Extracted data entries

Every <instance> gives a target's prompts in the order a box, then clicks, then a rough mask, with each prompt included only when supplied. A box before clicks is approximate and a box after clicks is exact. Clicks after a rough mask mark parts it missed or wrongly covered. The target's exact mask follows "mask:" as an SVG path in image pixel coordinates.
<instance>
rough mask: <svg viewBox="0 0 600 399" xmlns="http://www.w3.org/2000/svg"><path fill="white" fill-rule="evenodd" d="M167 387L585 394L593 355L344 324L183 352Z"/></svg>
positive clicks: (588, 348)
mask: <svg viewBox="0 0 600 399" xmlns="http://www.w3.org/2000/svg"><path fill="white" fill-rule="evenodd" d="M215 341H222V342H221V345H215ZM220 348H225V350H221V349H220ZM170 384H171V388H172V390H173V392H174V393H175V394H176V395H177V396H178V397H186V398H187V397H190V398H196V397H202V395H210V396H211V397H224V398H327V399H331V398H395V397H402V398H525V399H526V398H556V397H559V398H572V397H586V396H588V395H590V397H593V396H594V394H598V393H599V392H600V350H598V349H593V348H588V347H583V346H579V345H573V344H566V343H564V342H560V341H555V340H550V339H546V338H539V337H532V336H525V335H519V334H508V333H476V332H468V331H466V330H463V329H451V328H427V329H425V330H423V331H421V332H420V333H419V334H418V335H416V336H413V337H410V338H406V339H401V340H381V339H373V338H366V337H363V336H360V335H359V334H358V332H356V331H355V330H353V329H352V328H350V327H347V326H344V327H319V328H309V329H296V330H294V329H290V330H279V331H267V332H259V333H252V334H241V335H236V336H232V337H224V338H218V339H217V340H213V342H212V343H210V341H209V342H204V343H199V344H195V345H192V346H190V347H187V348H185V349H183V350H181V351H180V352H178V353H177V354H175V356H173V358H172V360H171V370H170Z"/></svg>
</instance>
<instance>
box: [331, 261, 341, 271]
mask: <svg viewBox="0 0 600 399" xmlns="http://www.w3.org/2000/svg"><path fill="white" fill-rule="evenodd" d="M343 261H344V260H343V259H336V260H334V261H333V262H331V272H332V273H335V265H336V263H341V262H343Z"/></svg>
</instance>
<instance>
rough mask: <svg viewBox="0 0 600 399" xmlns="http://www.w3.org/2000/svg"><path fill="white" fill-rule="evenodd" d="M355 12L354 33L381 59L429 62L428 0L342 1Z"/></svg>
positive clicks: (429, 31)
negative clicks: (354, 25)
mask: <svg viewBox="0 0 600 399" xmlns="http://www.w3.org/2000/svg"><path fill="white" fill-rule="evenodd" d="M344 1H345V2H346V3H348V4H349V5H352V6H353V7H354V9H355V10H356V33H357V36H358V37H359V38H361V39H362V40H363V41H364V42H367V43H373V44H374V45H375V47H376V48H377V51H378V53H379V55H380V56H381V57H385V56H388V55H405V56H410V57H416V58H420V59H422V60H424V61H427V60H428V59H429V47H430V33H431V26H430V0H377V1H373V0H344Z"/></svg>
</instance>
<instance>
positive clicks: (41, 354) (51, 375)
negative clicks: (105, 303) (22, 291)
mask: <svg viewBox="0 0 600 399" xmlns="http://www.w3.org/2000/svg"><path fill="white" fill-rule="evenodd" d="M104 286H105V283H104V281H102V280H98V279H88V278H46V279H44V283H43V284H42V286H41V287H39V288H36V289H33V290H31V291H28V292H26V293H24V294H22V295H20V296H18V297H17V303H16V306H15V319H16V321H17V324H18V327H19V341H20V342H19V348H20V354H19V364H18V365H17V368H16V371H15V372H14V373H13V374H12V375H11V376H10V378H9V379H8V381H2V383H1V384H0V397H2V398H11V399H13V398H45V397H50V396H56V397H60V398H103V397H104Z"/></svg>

## TASK TO COMPLETE
For the records above, state how many lines include the string "rough", giving the number and nothing else.

## WRITTEN RESPONSE
3